**SOURCE EXTRACT:**
***

Again, many of these vendors do need to be ashamed
of themselves for not adding the option to run on NonStop a part of their
product portfolio. But there are answers
and they can be found in the ecosystem that makes up NonStop. Collectively,
they have made migration to NonStop a straight-forward proposition. There are
NonStop team members ready and willing to help out – the Advanced Technology
Center (ATC) being the primary go-to folks with help only a call away – as
there are numerous consulting vendors specializing in NonStop. As we were
pulling together the January issue of NonStop Insider we referenced once again
the post to HPE by Karen Copeland, Modernizing
the development world of NonStop applications where you will
read of the many tools, utilities and libraries that are now available to any
developer looking to support NonStop.
As the 1980s moved along, the world of IBM PCM
became fraught with lawsuits as first it was Hitachi than IBM they went after
and then Fujitsu. Ultimately, in winning some cases, IBM lost the battle and
even as Fujitsu won arbitration deciding that “Fujitsu has the right to sell
close imitations of key IBM software products, the die was already cast. Unix
was about to descend and alter the landscape irreversibly. Today, there is
little thought given to compatibility with one vendor or another as it’s all
about open source and just as quickly as Unix flourished, Linux cast a long
shadow over the industry whereby Unix has “left the building.”
There is one more answer that can be addressed and it's something that is really worth consideration. Driving our Range Rover convertible along the Pacific Coast Highway, we were reminded of how this car replaced a much smaller Mini Cooper S roadster. The enjoyment this Mini gave us led to us naming our Range Rover, “Mini on Steroids.” Each time you turn on the ignition, the Mini on Steroids message scrolls across the infotainment center. We cannot take for granted the ease though with which we moved from the Mini to the Range Rover nor the fact that given how both were ragtop convertibles, we picked up all the advantages of the Range Rover without giving up the flexibility this provided.
For many in the industry, the mere fact that NonStop has outlived so many platforms and remains unique in the way it addresses fault tolerance combined with the reality that applications developed for Linux can be readily (and somewhat painlessly) migrated to NonStop, can we take NonStop for granted any longer? Given the commitment to industry standards and open source that has been made by the NonStop team, would it be too much of a stretch then to consider NonStop, “Linux on Steroids?”

***

**GIVEN INSTRUCTION:** Decide whether each statement agrees with the passage on NonStop, and answer yes or no with the deciding words of the passage quoted: (a) The Advanced Technology Center is described as the primary source of help. (b) Fujitsu lost its arbitration. (c) The Range Rover replaced a larger car.

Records
***

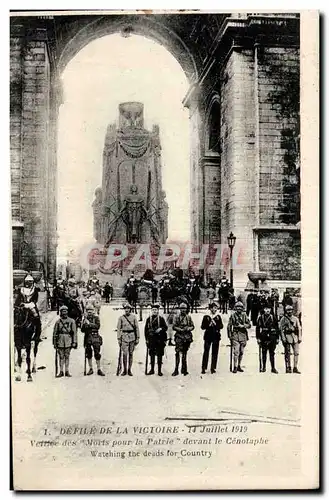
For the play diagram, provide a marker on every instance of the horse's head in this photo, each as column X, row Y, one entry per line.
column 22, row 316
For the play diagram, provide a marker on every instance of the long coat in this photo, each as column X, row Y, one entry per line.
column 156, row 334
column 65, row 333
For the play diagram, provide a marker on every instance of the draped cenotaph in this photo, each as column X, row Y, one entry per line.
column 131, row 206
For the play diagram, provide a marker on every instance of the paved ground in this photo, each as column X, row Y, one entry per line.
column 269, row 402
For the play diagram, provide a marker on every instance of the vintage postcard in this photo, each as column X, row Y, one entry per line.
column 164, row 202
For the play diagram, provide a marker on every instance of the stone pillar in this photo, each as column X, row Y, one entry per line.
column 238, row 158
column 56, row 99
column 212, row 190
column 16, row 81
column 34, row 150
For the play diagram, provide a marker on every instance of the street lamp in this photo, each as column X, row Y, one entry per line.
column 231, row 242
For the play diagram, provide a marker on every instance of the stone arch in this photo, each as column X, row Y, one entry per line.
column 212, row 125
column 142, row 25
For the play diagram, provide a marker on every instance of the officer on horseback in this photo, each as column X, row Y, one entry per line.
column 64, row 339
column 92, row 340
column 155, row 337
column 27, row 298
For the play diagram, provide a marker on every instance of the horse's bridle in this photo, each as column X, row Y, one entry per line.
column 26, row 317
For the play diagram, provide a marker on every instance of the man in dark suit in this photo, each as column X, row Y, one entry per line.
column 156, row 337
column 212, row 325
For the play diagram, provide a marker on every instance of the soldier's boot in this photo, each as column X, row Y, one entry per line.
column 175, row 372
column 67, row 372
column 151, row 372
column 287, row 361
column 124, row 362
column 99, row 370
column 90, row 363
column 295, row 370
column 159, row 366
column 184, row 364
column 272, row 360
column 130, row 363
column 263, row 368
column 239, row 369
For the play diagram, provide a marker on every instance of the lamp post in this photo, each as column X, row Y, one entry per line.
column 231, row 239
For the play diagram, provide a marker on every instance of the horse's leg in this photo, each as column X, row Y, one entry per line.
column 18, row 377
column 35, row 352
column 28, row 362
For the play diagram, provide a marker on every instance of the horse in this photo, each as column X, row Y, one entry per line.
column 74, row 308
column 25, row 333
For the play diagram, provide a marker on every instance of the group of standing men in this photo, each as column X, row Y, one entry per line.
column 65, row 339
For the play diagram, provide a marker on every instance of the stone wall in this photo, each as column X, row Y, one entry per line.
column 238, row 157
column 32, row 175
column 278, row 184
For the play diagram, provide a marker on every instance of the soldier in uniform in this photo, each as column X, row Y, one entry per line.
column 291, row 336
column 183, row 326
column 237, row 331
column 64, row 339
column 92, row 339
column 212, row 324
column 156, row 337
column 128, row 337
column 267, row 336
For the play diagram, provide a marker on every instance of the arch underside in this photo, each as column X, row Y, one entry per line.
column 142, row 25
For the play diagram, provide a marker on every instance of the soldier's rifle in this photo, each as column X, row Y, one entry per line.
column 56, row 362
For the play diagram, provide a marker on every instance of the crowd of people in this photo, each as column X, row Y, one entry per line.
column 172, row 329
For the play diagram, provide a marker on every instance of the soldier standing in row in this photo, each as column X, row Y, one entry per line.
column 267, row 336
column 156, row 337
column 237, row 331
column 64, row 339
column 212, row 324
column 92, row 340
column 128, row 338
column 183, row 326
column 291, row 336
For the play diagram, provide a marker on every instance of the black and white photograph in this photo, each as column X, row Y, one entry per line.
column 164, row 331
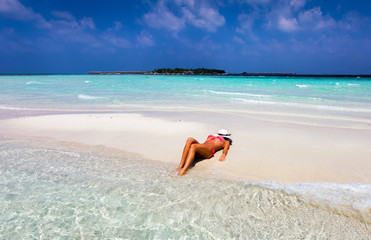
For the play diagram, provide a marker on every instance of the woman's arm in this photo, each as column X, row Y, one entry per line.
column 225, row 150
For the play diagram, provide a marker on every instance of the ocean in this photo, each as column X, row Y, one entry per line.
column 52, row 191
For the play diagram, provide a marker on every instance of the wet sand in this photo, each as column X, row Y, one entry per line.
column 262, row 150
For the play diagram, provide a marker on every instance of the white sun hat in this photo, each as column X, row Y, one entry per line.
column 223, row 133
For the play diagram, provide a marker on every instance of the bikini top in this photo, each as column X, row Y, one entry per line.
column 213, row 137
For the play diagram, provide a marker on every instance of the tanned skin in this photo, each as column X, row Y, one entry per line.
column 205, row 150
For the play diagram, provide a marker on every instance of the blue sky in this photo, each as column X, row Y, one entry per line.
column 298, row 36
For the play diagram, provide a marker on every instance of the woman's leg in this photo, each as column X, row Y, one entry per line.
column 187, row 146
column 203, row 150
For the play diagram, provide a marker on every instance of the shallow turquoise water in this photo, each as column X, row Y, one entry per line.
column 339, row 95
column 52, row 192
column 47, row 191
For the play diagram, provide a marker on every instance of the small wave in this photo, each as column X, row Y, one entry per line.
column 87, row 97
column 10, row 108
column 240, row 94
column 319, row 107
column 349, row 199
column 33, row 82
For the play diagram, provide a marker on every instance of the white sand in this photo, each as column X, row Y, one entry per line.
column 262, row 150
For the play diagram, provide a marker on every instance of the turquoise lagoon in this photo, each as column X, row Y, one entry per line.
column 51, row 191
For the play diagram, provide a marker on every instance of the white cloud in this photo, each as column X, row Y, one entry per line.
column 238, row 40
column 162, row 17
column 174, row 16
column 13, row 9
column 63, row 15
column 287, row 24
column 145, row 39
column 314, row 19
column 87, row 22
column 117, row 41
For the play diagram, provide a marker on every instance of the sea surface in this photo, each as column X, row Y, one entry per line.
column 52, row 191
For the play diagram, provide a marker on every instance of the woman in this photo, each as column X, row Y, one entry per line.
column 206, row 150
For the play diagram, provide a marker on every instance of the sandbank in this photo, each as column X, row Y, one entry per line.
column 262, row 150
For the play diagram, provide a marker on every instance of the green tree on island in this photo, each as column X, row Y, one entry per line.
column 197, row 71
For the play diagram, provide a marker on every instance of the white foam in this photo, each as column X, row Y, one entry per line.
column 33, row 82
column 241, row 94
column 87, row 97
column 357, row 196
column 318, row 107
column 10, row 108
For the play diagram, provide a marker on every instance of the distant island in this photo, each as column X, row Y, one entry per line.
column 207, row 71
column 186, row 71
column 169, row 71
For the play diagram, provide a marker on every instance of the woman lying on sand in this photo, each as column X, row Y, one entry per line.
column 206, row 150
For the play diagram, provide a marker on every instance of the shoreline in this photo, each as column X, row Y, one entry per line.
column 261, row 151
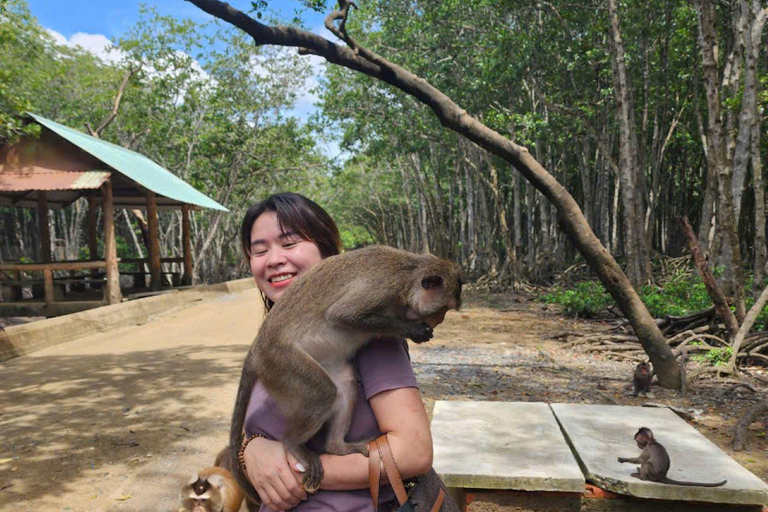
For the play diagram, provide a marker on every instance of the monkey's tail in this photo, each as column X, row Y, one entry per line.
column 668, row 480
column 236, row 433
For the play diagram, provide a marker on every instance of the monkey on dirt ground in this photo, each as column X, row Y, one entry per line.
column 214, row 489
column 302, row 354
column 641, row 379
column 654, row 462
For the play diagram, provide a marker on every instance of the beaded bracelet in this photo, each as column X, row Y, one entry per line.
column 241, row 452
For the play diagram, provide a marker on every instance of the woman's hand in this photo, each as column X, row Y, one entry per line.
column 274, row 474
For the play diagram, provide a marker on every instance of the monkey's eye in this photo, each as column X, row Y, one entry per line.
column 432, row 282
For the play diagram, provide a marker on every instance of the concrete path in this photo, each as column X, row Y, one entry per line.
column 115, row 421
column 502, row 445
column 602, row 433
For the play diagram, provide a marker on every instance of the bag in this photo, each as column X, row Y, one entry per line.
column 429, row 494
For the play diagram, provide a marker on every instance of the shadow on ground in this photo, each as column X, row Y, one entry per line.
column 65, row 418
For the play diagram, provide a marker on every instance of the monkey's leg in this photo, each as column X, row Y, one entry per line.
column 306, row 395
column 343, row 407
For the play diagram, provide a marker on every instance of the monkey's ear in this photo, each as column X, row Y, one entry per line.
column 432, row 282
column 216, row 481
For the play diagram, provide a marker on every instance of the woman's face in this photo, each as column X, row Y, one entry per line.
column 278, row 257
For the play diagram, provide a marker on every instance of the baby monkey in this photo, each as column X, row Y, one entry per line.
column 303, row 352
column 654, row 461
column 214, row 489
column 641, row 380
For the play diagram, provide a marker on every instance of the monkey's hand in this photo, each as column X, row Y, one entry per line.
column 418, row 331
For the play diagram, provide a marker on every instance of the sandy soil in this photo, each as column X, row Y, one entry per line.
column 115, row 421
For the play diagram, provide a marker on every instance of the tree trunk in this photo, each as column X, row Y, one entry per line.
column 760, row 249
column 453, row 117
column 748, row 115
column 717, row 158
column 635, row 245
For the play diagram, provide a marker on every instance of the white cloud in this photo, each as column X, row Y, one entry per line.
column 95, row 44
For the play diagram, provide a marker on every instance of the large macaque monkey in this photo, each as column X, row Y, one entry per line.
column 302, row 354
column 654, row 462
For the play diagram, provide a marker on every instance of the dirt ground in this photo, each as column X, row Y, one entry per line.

***

**THE OUTPUT:**
(a) Yes: "the Advanced Technology Center (ATC) being the primary go-to folks"
(b) No: "Fujitsu won arbitration"
(c) No: "this car replaced a much smaller Mini Cooper S roadster"